#### SOURCE DATA:

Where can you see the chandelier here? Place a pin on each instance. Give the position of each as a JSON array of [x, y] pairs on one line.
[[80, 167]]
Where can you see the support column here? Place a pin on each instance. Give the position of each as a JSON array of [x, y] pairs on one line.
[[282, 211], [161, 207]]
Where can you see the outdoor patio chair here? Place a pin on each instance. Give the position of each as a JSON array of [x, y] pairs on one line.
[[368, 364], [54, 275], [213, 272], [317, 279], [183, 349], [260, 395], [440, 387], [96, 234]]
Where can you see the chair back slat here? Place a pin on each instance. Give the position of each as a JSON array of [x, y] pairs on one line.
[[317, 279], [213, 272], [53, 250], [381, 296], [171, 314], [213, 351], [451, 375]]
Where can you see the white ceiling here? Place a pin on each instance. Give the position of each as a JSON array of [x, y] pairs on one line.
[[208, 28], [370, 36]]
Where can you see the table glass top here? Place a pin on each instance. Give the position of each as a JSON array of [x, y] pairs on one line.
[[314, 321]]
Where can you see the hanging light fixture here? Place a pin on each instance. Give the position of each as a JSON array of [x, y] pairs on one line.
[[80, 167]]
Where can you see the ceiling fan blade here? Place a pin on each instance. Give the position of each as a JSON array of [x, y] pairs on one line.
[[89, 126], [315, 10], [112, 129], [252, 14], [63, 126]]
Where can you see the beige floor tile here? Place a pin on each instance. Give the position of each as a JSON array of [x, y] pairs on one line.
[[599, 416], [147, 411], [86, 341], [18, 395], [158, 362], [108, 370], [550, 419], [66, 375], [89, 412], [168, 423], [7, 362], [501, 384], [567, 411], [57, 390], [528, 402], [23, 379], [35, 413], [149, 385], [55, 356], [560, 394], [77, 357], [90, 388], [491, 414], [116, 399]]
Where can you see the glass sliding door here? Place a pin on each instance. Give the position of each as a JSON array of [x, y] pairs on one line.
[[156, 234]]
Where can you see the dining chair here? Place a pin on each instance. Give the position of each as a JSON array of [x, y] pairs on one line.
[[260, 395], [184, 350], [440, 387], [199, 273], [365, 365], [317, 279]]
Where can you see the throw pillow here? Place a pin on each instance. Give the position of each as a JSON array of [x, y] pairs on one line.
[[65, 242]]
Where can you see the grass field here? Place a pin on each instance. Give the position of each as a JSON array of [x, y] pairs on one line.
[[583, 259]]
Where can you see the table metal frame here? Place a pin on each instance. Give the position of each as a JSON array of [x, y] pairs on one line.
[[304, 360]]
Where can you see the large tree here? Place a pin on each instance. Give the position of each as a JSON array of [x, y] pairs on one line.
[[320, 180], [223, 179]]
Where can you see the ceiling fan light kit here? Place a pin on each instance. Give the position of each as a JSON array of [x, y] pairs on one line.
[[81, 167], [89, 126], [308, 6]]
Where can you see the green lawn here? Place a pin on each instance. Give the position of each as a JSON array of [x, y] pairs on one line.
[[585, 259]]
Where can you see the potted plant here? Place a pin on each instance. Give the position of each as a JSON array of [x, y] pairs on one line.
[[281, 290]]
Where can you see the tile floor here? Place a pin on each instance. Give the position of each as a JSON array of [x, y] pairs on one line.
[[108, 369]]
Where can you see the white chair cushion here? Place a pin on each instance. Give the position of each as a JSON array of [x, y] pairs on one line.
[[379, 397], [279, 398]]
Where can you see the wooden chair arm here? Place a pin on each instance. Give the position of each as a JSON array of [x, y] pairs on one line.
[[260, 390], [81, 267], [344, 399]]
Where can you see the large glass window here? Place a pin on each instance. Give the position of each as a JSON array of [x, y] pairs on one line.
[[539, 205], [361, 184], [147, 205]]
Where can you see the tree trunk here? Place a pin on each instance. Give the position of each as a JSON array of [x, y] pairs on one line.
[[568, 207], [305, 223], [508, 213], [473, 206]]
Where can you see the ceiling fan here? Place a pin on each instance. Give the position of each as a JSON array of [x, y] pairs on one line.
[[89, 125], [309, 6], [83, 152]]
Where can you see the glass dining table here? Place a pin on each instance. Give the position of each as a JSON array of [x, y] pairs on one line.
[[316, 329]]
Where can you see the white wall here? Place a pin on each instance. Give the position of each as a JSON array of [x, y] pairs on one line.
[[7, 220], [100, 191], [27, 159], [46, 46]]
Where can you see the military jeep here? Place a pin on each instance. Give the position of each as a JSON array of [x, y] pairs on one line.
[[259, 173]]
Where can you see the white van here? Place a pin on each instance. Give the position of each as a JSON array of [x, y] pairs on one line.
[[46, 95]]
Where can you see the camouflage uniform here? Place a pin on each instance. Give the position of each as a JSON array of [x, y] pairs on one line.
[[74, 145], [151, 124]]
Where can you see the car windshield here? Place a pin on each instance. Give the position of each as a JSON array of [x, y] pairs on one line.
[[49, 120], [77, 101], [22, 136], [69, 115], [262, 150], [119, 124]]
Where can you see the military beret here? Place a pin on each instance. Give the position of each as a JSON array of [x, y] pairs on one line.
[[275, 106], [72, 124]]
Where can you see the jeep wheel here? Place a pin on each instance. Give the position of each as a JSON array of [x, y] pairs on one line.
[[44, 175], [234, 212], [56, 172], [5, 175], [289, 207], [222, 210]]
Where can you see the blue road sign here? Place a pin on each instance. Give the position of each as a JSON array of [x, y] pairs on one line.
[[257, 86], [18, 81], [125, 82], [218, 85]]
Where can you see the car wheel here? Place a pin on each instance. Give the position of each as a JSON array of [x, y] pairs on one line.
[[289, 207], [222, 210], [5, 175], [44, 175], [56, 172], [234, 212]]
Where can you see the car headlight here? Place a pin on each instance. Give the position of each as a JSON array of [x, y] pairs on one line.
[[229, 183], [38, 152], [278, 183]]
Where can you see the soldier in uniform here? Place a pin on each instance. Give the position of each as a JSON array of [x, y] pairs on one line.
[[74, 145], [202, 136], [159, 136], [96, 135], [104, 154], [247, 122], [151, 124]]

#### WORK INSTRUCTION:
Would you please write out all the entries exactly?

#### EXERCISE OUTPUT:
Where can you see the chandelier here? Place a pin on each instance. Give the position of each as a JSON array of [x, y] pairs on one line.
[[80, 167]]
Where can you see the support column here? Place a pin on each instance. Give the position of each as a JSON array of [x, y] pairs on one line.
[[282, 211], [161, 207]]
Where can you see the outdoor patio chair here? Place a pin on each instance. Give the position of each as a JSON array of [x, y] pairs on one line.
[[368, 364], [54, 275], [213, 272], [317, 279], [183, 349], [260, 395], [440, 387], [96, 234]]
Where can you see the chair back slat here? Place a pin on each instance. Give the position of each as a JSON array of [x, y] pairs on one line.
[[317, 279], [213, 272], [53, 250], [381, 296], [171, 314], [213, 351], [451, 375]]
Where can you see the white ceiling here? Place a pin on each instance. Give the position of each as a JSON array of [x, y] pairs on one line.
[[208, 28], [370, 36]]
Where can you see the table glass top here? Place a pin on each instance. Give the position of each as a JSON array of [x, y] pairs on one line.
[[314, 321]]
Where can you see the hanging light fixture here? Place a pin on each instance. Give the position of each as a JSON array of [x, y] pairs on one line.
[[80, 167]]
Where can you see the ceiling fan blade here? Place a pin on each instance. Give the position of each as a JSON array of [x, y] pairs on one line.
[[89, 126], [315, 10], [112, 129], [252, 14], [63, 126]]
Where can you see the beige floor tile here? Place a pin on each instance. Give the position of each as a JSON array of [x, y] pairs on one line.
[[599, 416], [147, 411], [86, 341], [18, 395], [158, 362], [108, 370], [550, 419], [66, 375], [89, 412], [168, 423], [7, 362], [501, 384], [567, 411], [57, 390], [528, 402], [23, 379], [35, 413], [149, 385], [55, 356], [560, 394], [77, 357], [90, 388], [491, 414], [116, 399]]
Where can you see the glass sliding door here? Place a pin on each instance. Give the position of each as a JSON array of [x, y] pairs on one line.
[[156, 234]]
Where can you see the dining chair here? Place a pin on each instance. Give the position of each as a JSON array of [x, y] pairs on one line.
[[260, 395], [184, 350], [440, 387], [199, 273], [365, 365], [317, 279]]
Where can you see the throw pillow here? Place a pin on each instance. Give the position of each as a JSON array of [x, y] pairs on one line.
[[65, 242]]
Where can you see the grass field here? Place a pin on each instance. Give the position of each as a JSON array of [x, y] pairs on one line.
[[583, 259]]
Where can you see the table metal frame here? Place a pin on each instance. Give the position of each as a JSON array of [x, y] pairs on one line.
[[304, 360]]
Where can you see the large tree here? Place a pin on each instance. Give the position of each as a JSON array of [x, y] pairs on one line.
[[320, 180], [223, 179]]
Where can you see the ceiling fan light kit here? Place a pin on each instance. Give the position of each as a JSON array of [x, y] pairs on one line.
[[81, 167], [89, 126], [308, 6]]
Where can you see the green lawn here? Place a pin on each instance. Give the position of each as a JSON array of [x, y] pairs on one line.
[[585, 259]]
Where can you see the potted plant here? Place a pin on each instance. Give the position of each as a JSON array of [x, y] pairs on one line.
[[281, 290]]
Where can you see the tile floor here? Place a pin on each instance. Give the position of each as a JSON array of [x, y] pairs on one line.
[[108, 369]]
Where can you see the white chair cushion here? Place a pin on each instance. Give the position of each as a JSON array of [x, y] pairs on one line.
[[379, 397], [279, 398]]
Where can you see the wooden chair arm here? Place a pin on each instance. Give the position of each as a JSON array of [x, y] pairs on one line.
[[260, 390], [81, 267], [344, 399]]
Where can you see the large glass window here? Place a pin on each instance. Give the position of each as a JSON array of [x, y] pairs on one line.
[[539, 205], [361, 184], [147, 205]]
Where can you see the tree trunk here? Place a pin on each instance. Give the position of each as a JSON array of [x, y] pairs on one line.
[[568, 207], [305, 223], [508, 213], [473, 206]]
Where can you see the ceiling fan here? Place a pin on each instance. Give the position of each as a JSON array of [x, y] pairs on one line.
[[89, 125], [309, 6], [83, 152]]
Where can you see the glass dining table here? Place a pin on each instance. Give the position of each as a JSON array of [x, y] pairs on one line.
[[316, 329]]
Where can you see the white wall here? Place a pin on each instance. Give the position of each as a JSON array of [x, y] pairs on one line.
[[7, 220], [100, 191], [27, 159], [46, 46]]
Where can you see the military jeep here? Place a pin on each instance. Give the position of each as a JSON array of [x, y] pairs on one line.
[[259, 173]]
Where can you see the white van here? Place a pin on each instance. Give the position of each as a JSON array of [x, y] pairs on one line.
[[46, 95]]
Where can you see the camouflage uniform here? Place a pin on each instance. Give the position of each as a JSON array of [x, y] pairs on one line.
[[74, 145], [151, 124]]
Where can you see the car windshield here? Place a pin on each instance. Give the position of each as a JSON array of [x, y] pairs on one line.
[[49, 120], [77, 101], [22, 136], [69, 115], [262, 150], [119, 124]]
Where can you see the military beret here? Place a pin on each instance. Give the position of each as a JSON array of [x, y] pairs on one line.
[[275, 106], [72, 124]]
Where can you see the jeep wheel here? Place a pin on each instance. Give the position of each as a JSON array of [x, y] pairs on one line.
[[44, 175], [234, 212], [56, 172], [5, 175], [289, 207], [222, 210]]
Where can you see the blue road sign here? Place a pin on each instance. Give the position of each as a JSON array of [x, y] pairs on one line.
[[257, 86], [18, 81], [125, 82], [218, 85]]
Where can you see the car wheel here? Place a pin on each instance. Give the position of each as a JSON array of [x, y] pairs on one line.
[[289, 207], [222, 210], [5, 175], [44, 175], [56, 172], [234, 212]]
Where can you see the car headlight here? Place a pin on each instance. Give the position of each as a JSON array of [x, y] pairs on one line.
[[229, 183], [38, 152], [278, 183]]
Where can you see the soldier in uniform here? Place a pin on each instance. Give the position of each as a JSON array of [x, y] pairs on one line.
[[74, 145], [202, 136], [159, 136], [96, 135], [104, 154], [247, 122], [151, 124]]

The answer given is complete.